◆ **The exercise**:
Return only the line that contains "Locate the french" and each line after it, through the last line of the data below, copied exactly.
** BEGIN Exercise input **
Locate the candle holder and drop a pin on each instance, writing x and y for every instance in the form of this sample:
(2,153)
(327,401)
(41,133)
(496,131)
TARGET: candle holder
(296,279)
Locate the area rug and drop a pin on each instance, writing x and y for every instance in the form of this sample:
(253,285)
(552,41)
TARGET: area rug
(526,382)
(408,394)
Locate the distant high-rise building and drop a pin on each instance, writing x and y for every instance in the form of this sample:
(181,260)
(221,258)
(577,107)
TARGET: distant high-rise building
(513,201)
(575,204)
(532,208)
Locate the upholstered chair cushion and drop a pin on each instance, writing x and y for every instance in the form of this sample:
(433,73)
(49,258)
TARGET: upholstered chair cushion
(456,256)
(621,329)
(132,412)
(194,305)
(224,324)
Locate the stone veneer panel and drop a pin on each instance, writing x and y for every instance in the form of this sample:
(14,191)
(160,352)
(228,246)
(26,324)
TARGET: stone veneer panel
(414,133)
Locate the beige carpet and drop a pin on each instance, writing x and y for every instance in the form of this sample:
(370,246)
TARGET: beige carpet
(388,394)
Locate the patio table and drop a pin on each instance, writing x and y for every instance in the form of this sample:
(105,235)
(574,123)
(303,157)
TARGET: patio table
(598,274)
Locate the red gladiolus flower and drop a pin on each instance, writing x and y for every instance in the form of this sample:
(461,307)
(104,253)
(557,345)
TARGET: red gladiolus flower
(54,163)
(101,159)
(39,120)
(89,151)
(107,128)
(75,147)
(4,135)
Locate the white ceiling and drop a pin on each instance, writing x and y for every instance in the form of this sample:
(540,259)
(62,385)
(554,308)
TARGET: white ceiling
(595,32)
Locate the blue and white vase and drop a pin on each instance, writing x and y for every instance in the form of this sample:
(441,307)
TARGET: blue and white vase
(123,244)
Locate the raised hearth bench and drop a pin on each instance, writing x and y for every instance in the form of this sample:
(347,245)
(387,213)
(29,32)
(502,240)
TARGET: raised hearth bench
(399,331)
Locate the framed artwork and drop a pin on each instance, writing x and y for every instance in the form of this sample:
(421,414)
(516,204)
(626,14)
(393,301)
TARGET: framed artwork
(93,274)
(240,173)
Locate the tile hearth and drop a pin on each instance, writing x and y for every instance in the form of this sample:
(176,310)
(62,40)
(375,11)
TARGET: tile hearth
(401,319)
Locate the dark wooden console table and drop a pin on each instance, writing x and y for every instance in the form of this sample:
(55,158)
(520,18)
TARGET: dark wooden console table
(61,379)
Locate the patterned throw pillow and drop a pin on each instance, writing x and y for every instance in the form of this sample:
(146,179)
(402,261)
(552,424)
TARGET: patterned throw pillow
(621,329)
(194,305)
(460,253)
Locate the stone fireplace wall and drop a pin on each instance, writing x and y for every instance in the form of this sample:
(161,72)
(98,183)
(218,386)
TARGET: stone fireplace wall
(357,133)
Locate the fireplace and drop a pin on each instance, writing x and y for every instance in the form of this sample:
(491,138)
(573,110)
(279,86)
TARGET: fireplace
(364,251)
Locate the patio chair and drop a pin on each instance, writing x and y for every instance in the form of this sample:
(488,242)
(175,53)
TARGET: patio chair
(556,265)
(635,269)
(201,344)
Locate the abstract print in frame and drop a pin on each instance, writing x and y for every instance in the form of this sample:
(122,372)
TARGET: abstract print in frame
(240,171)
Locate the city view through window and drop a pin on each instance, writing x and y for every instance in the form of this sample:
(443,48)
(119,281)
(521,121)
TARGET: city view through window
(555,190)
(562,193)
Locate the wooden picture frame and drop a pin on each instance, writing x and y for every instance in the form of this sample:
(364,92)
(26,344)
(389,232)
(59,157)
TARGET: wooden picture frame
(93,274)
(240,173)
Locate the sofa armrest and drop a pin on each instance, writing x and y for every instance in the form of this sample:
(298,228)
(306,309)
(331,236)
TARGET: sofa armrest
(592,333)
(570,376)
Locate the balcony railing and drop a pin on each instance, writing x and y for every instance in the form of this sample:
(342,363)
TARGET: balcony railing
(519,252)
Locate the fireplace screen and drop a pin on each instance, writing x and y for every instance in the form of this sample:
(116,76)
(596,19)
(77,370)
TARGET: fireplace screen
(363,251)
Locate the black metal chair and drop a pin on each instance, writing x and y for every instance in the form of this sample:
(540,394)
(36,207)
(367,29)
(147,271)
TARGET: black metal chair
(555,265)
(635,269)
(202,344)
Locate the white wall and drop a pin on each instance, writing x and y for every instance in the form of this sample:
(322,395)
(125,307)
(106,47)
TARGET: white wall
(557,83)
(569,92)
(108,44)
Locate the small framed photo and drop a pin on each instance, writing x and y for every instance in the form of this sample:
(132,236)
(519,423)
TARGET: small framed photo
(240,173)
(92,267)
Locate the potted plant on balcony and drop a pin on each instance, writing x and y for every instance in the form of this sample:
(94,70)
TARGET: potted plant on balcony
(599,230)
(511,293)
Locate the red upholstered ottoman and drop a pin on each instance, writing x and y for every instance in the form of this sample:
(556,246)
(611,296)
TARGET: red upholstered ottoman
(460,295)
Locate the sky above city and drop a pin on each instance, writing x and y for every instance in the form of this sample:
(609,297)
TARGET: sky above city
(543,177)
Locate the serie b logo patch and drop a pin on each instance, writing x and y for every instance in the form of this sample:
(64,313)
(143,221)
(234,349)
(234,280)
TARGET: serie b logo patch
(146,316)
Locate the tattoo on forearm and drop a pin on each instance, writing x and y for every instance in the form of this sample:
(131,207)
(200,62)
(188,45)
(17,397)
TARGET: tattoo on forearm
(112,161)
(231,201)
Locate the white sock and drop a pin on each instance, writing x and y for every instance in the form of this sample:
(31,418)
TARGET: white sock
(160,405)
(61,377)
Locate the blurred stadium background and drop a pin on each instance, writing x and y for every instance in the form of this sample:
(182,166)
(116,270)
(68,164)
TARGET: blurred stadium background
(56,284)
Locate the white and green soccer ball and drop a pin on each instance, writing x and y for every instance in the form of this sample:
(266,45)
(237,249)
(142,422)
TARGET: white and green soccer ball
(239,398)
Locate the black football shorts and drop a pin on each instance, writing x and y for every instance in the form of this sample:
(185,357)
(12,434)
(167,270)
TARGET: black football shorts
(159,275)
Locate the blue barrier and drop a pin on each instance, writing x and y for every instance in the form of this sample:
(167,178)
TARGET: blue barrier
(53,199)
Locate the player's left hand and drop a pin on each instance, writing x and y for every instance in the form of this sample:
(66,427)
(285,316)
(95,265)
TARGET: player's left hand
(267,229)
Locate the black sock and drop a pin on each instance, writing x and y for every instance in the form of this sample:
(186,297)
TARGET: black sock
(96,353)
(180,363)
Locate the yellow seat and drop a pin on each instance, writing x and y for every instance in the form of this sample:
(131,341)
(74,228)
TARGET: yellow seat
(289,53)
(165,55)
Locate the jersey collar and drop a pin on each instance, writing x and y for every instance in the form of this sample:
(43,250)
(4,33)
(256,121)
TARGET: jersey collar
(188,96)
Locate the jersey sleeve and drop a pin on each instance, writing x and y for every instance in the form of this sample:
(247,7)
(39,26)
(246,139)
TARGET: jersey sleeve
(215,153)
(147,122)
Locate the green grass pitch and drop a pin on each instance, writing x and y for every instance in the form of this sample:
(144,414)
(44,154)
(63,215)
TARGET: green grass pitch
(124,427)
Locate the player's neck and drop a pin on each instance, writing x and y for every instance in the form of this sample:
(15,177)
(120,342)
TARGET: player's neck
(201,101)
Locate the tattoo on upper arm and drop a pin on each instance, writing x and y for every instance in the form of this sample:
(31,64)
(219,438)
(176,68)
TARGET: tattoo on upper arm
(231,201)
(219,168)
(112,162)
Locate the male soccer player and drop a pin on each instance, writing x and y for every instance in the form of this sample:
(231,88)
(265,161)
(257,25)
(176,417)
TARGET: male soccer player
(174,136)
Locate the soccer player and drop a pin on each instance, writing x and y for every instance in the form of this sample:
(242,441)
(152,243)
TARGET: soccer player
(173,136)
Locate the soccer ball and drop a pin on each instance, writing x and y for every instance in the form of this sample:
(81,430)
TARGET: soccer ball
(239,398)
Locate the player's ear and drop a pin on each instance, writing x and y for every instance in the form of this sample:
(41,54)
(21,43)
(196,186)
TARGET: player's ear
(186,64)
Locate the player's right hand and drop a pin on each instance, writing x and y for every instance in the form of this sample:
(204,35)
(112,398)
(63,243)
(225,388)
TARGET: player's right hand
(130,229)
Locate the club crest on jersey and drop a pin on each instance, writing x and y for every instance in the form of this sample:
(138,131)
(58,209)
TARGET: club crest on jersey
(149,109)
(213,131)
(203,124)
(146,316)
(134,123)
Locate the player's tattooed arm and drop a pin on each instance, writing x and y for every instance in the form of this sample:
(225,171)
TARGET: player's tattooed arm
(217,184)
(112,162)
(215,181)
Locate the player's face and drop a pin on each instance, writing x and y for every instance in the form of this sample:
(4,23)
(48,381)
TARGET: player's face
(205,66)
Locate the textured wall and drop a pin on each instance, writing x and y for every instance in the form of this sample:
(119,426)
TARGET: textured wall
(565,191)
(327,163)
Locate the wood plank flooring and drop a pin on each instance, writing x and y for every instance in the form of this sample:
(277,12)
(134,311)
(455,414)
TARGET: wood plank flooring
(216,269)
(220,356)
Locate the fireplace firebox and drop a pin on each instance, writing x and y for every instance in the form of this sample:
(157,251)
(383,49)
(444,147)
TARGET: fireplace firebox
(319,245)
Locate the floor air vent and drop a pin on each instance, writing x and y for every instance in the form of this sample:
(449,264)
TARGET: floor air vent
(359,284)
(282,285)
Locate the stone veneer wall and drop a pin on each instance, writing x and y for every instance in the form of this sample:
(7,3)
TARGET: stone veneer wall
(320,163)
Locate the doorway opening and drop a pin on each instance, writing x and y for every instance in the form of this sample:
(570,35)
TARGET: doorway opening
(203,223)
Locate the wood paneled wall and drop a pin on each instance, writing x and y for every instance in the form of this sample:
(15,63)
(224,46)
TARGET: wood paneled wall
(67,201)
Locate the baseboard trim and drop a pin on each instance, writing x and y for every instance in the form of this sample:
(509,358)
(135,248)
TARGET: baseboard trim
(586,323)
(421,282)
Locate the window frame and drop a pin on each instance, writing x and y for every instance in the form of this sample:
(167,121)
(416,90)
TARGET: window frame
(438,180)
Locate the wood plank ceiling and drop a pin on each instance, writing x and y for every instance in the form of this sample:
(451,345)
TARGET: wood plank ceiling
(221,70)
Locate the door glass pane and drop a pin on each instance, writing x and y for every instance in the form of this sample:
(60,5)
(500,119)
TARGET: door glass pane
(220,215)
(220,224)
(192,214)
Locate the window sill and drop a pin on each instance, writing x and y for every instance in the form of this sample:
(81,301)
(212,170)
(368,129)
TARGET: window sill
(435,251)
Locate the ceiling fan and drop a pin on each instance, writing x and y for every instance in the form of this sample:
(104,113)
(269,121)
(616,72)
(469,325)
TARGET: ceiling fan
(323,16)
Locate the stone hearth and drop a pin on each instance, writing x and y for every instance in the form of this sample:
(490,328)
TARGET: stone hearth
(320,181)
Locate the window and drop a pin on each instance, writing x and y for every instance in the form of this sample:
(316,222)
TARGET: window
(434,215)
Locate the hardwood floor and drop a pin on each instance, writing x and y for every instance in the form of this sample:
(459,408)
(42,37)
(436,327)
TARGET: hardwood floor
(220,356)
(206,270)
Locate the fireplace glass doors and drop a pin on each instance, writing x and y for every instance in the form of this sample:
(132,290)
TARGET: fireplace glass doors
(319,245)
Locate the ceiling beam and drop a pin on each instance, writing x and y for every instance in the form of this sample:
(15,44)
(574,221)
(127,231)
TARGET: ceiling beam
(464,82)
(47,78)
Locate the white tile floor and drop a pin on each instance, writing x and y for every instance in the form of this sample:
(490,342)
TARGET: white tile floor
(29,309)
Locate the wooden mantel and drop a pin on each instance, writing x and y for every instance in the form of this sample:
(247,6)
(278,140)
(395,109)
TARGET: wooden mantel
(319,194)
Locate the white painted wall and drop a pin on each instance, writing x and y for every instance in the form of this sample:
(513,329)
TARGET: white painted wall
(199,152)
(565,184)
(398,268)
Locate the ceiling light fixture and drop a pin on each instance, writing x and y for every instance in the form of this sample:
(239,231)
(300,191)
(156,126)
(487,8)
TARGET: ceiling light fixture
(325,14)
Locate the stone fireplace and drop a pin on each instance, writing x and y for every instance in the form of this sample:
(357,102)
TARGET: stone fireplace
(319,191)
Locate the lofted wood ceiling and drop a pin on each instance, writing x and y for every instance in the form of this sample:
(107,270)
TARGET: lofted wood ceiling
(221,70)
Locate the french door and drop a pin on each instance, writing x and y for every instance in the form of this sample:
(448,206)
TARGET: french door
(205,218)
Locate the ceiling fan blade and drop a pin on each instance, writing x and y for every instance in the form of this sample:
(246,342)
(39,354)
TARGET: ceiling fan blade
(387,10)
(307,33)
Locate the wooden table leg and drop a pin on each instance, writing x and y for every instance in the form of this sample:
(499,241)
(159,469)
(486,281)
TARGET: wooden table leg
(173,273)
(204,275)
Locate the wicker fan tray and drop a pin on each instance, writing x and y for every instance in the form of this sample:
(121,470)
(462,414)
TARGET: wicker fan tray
** END Exercise input **
◆ **Reply**:
Locate the french door and drop a pin on each instance, writing x and y for every instance in the form of this sample:
(448,206)
TARGET: french door
(205,218)
Locate the ceiling fan blade and drop a pin on each instance, writing x and y for every instance in the form of this sample:
(246,342)
(39,354)
TARGET: ceiling fan blade
(387,10)
(307,33)
Locate the wooden table leg and drop a pin on each instance, writing x and y for every instance in the form of this sample:
(499,241)
(159,469)
(486,281)
TARGET: wooden table leg
(173,273)
(204,275)
Locate the wicker fan tray and drop a pin on each instance, writing x and y for every instance in the form of this sample:
(121,470)
(462,414)
TARGET: wicker fan tray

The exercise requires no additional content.